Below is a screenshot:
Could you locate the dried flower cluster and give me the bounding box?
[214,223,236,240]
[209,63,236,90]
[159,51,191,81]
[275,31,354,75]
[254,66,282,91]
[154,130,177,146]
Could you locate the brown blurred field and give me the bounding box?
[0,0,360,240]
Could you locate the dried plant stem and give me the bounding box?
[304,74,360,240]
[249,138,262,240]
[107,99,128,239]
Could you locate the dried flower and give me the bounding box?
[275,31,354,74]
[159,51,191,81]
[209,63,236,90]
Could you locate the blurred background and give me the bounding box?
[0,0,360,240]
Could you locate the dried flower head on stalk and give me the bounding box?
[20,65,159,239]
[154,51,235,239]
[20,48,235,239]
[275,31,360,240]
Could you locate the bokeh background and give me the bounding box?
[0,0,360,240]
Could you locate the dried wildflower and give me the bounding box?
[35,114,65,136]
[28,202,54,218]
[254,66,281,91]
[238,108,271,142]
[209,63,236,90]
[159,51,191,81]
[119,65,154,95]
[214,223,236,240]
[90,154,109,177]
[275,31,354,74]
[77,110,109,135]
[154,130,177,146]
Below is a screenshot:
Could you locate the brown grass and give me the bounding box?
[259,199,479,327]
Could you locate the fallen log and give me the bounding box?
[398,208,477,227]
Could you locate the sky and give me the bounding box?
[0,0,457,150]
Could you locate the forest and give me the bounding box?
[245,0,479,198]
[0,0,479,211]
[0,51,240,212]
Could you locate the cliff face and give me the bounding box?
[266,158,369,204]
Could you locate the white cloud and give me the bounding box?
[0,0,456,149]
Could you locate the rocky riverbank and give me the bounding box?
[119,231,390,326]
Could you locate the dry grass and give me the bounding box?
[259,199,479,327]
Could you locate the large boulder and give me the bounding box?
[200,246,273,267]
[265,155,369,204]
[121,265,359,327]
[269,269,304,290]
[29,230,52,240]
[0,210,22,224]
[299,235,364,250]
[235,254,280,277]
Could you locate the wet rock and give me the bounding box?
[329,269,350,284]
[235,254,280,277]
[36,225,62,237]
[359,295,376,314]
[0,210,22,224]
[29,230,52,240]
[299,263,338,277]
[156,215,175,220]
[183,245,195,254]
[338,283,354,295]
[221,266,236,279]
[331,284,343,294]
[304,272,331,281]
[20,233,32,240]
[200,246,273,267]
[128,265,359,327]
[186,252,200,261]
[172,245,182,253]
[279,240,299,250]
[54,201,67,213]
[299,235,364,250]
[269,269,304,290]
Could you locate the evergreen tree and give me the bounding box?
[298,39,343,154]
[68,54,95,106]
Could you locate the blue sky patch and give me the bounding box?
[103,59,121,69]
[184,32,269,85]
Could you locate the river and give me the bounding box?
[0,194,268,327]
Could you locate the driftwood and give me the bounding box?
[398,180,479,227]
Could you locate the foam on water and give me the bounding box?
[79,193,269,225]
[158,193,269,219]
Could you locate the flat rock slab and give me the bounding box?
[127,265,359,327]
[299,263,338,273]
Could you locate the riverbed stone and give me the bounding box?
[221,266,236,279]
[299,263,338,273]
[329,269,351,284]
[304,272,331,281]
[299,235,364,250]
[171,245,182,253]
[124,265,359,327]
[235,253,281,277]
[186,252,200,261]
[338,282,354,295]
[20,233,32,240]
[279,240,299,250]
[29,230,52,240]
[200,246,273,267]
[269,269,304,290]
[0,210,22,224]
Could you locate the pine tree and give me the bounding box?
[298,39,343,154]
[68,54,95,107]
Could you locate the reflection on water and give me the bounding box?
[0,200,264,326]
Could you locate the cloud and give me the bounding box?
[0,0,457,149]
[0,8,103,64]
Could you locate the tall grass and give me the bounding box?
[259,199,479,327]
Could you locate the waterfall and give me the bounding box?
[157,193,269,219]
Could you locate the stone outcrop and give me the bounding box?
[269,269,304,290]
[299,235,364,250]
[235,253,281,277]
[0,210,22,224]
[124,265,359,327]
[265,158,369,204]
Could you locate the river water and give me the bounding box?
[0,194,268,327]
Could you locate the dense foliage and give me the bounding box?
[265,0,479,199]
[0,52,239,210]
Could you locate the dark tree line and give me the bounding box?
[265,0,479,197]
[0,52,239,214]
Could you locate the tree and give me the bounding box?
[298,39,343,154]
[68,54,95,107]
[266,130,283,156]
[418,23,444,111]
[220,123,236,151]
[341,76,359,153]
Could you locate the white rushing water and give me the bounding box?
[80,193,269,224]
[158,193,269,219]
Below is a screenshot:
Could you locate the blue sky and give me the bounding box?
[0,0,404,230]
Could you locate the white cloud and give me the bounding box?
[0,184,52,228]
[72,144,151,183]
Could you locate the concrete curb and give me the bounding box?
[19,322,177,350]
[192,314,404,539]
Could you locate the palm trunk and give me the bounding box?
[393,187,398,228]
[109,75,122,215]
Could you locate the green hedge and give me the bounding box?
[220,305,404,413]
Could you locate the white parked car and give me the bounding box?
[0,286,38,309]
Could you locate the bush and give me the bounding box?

━━━━━━━━━━

BRIEF
Reproduce the listing above word for word, keeping every line in its original order.

WRITTEN SOLUTION
Below is a screenshot:
Could you locate the dried flower cluster and give me the bounding box?
[214,223,236,240]
[209,63,236,90]
[159,51,191,81]
[275,31,354,75]
[254,66,282,91]
[154,130,177,146]
Could you locate the brown blurred field and give me the bounding box?
[0,0,360,240]
Could you locate the dried plant stem and give me the bounding box?
[304,74,360,240]
[249,138,262,240]
[107,99,128,239]
Could you locate the dried flower and give me the bounding box?
[275,31,354,74]
[159,51,191,81]
[209,63,236,90]
Could you locate the blurred background and give me the bounding box?
[0,0,360,240]
Could you locate the dried flower head on stalk and give me the bounding box?
[20,65,159,239]
[154,51,235,239]
[20,48,235,239]
[275,31,360,240]
Could you locate the bokeh background and give me the bounding box?
[0,0,360,240]
Could you locate the dried wildflower and give me the bounding box?
[35,114,65,136]
[28,202,54,218]
[254,66,281,91]
[238,108,271,142]
[209,63,236,90]
[159,51,191,81]
[119,65,154,95]
[214,223,236,240]
[90,154,109,177]
[275,31,354,74]
[77,110,109,135]
[154,130,177,146]
Below is a screenshot:
Could you locate the brown grass and give me the bounding box?
[259,199,479,327]
Could you locate the fallen log and give me the bounding box?
[398,208,477,227]
Could you locate the sky and give me the bounding box?
[0,0,457,150]
Could you locate the forest and give me the bounding box?
[245,0,479,198]
[0,0,479,211]
[0,51,240,212]
Could you locate the cliff face and give me the bounding box?
[266,158,369,204]
Could you locate the white cloud and give me the bounding box?
[0,0,456,149]
Could you locate the rocky riverbank and give me the bounding box?
[119,231,390,326]
Could you locate the dry grass and give me the bounding box?
[259,199,479,327]
Could you locate the large boulder and give me the bounding box?
[200,246,273,267]
[265,155,369,204]
[121,265,359,327]
[269,269,304,290]
[29,230,52,240]
[0,210,22,224]
[299,235,364,250]
[235,254,280,277]
Could you locate the wet rock and give me the bounding box?
[329,269,350,284]
[235,254,280,277]
[36,225,62,237]
[359,295,376,314]
[0,210,22,224]
[29,230,52,240]
[299,263,338,277]
[156,215,175,220]
[183,245,195,254]
[338,283,354,295]
[221,266,236,279]
[331,284,343,294]
[304,272,331,281]
[20,233,32,240]
[200,246,273,267]
[128,265,359,327]
[186,252,200,261]
[172,245,182,253]
[279,240,299,250]
[54,201,67,213]
[299,235,364,250]
[269,269,304,290]
Could you locate the evergreen tree and give me the bounding box?
[298,39,343,154]
[68,54,95,106]
Could you locate the blue sky patch and give me the bounding box?
[103,59,121,69]
[184,32,269,85]
Could you locate the river and give me the bounding box?
[0,194,268,327]
Could you locate the driftwood and give me the bounding box?
[398,180,479,227]
Could you locate the foam on water and give me the bounding box?
[79,193,269,225]
[158,193,269,219]
Could you locate the flat rock slab and give me the bounding box?
[127,265,359,327]
[299,263,338,273]
Could you locate the riverbed stone and give me the bounding box?
[221,266,236,279]
[299,263,338,273]
[329,269,351,284]
[304,272,331,281]
[299,235,364,250]
[171,245,182,253]
[124,265,359,327]
[235,253,281,277]
[186,252,200,261]
[338,282,354,295]
[20,233,32,240]
[279,240,299,250]
[29,230,52,240]
[200,246,273,267]
[269,269,304,290]
[0,210,22,224]
Could you locate the pine tree and give me the bounding box?
[298,39,343,154]
[68,54,95,107]
Could you locate the reflection on water and give me the bounding box?
[0,200,264,326]
Could you locate the cloud and give me the bounding box?
[0,0,457,149]
[0,8,103,64]
Could you locate the tall grass and give me the bounding box?
[259,199,479,327]
Could you locate the waterfall and give me the bounding box?
[157,193,269,219]
Could you locate the stone outcrop and give me the bounding box?
[269,269,304,290]
[299,235,364,250]
[235,253,281,277]
[0,210,22,224]
[124,265,359,327]
[265,158,369,204]
Could you locate the river water and give me the bounding box?
[0,194,268,327]
Could you locate the dense foliage and give me the bounding box?
[265,0,479,199]
[0,52,239,210]
Could you locate the dark tree line and give me the bounding box?
[265,0,479,197]
[0,52,239,214]
Could you locate the tree and give me the bounding box?
[298,39,343,154]
[68,54,95,107]
[266,130,283,156]
[418,23,444,111]
[220,123,236,151]
[341,76,359,153]
Could you locate the white rushing water and give me the bounding box?
[80,193,269,224]
[158,193,269,219]
Below is a screenshot:
Could you locate the blue sky and give me the bounding box?
[0,0,404,230]
Could you locate the white cloud and give me the bounding box?
[0,184,52,228]
[72,144,151,183]
Could you locate the concrete curb and give me the bounding box?
[19,322,177,350]
[192,314,404,539]
Could you locate the palm trunk and give me the bounding box?
[393,187,398,228]
[109,75,122,215]
Could you locate the green hedge and give me the bounding box?
[220,305,404,413]
Could you locate the white parked car and give me the bounding box?
[0,286,38,309]
Could you locate the bush and give me the bounding box?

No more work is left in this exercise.